*Selected extract*
_ _ _ _
Understanding Cgo a little better  

Go is a language that has become popular for a lot of different purposes. It’s being used by back-end developers, who use it to build websites and services ; it’s being used by system engineers, who use it to interact with low-level APIs ; it’s, in general, getting a lot of love for its simplicity and straightforwardness.

One of the features that made Go popular with lower-level developers is Cgo. With Cgo, developers can link their binaries to C libraries - which spares them the expense of having to rewrite specific low-level libraries written in C.
At The Things Network, we use Cgo to interface our own Go-based packet forwarder with the loragw C library written by Semtech, used to exchange packets with a LoRa concentrator. This article is for you if you’re looking for reasons why your Cgo-interfaced program might not work as you expect it to, or if you want to know more on the insides of Cgo.

 Using Cgo

To use C code in your Go, enable Cgo by calling import "C", and call C code with the C. prefix. You can add C standard libraries and C functions by adding them above of import "C":

package main

// #include <stdio.h>
// void print_str(char * valid_str) {
//   printf("%s\n", valid_str);
// }
import "C"

func main() {
    t := "Hello world!"
    C.print_str(C.CString(t))
}

You can also import your own libraries by passing specific flags:

package main

// #cgo CFLAGS: -I${SRCDIR}/../c_library/inc
// #cgo LDFLAGS: -lm ${SRCDIR}/../c_library/my_library.a
// #include "my_library.h"
import "C"

func main() {
    t := "Hello world!"
    C.my_print(C.CString(t))
}

 How does the Go compiler interpret the C parts?

 Pre-processing

Using Cgo requires you to respect the C typing in your code. If you change the types in your code, you’ll notice the Go compiler cannot proceed to compilation ; for example, for this code:

package main

// #include <stdio.h>
// void print_str(char * valid_str) {
//   printf("%s\n", valid_str);
// }
import "C"
_ _ _ _
*Data records*
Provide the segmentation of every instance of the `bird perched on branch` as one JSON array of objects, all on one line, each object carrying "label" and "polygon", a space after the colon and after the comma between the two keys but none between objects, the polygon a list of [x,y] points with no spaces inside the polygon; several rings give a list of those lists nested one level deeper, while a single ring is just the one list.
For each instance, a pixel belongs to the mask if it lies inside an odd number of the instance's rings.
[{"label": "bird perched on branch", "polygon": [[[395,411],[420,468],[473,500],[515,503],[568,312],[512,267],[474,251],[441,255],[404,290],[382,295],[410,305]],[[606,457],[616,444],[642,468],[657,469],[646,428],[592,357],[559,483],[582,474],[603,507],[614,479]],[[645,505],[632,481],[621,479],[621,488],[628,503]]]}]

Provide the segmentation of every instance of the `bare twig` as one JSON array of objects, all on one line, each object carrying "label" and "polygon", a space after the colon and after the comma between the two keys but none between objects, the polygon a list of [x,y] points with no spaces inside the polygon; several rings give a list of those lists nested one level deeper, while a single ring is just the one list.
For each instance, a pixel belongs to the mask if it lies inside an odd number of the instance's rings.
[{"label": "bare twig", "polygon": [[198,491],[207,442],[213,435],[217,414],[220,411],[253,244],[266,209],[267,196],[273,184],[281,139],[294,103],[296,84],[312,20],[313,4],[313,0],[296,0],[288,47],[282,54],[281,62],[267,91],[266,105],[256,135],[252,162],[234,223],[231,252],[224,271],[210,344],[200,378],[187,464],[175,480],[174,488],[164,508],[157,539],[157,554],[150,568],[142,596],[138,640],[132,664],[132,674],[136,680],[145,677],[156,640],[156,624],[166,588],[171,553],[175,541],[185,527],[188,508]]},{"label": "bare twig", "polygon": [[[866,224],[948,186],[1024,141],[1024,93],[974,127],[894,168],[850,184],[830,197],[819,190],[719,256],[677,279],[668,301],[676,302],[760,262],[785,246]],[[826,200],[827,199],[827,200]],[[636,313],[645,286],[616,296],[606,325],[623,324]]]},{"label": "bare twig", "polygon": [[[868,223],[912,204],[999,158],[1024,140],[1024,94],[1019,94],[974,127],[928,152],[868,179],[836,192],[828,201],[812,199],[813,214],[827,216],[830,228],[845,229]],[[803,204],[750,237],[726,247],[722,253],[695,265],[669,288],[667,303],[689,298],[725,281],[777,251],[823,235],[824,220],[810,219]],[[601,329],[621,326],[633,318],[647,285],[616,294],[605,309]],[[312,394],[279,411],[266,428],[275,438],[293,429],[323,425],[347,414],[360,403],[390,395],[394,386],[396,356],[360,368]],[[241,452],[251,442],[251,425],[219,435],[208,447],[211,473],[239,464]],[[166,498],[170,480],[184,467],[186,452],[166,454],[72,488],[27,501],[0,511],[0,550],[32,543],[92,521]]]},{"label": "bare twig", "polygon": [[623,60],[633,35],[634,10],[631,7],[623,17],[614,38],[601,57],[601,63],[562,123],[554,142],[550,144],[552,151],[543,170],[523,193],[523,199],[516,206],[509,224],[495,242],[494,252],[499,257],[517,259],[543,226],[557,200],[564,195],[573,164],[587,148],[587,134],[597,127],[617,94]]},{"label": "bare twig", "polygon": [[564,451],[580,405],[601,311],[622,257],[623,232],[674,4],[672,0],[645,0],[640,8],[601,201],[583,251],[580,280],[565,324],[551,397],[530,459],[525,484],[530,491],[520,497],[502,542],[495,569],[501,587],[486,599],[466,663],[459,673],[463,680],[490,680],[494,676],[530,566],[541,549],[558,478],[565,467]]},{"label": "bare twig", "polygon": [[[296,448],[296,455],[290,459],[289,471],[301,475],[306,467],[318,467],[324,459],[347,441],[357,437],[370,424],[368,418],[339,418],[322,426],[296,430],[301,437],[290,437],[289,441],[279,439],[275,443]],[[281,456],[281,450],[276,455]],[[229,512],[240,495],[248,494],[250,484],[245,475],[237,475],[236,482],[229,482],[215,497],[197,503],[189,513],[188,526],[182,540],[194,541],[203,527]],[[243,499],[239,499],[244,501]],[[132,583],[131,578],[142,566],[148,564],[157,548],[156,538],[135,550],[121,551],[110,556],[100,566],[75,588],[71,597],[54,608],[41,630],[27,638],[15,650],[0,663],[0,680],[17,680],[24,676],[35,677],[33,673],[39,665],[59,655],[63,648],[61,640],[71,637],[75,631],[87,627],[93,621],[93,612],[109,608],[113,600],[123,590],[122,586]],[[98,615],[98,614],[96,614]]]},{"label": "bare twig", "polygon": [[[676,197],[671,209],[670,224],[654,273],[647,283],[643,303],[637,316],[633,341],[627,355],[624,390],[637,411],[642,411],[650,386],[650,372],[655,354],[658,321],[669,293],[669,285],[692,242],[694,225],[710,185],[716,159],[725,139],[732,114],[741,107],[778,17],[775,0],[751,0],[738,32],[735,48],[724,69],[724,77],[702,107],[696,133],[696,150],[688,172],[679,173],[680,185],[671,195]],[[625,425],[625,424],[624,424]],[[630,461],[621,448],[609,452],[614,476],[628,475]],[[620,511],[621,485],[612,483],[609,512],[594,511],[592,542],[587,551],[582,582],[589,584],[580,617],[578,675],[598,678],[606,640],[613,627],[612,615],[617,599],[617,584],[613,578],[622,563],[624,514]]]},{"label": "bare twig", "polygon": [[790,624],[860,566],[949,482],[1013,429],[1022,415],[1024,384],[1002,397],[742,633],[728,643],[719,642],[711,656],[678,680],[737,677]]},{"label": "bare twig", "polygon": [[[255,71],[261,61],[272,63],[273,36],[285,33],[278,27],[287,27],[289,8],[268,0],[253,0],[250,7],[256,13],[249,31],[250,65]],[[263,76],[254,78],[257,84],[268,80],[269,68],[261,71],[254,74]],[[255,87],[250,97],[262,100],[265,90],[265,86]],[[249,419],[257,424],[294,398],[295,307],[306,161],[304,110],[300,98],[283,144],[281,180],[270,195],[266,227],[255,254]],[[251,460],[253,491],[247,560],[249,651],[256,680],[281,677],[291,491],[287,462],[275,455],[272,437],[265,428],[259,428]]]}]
_ _ _ _
*Work required*
Restate the part of the Cgo article that opens with the words containing "Understanding Cgo a" and closes with "written in C.", updating it so that "back-end developers" reads "web developers".

*Correct response*
Understanding Cgo a little better  

Go is a language that has become popular for a lot of different purposes. It’s being used by web developers, who use it to build websites and services ; it’s being used by system engineers, who use it to interact with low-level APIs ; it’s, in general, getting a lot of love for its simplicity and straightforwardness.

One of the features that made Go popular with lower-level developers is Cgo. With Cgo, developers can link their binaries to C libraries - which spares them the expense of having to rewrite specific low-level libraries written in C.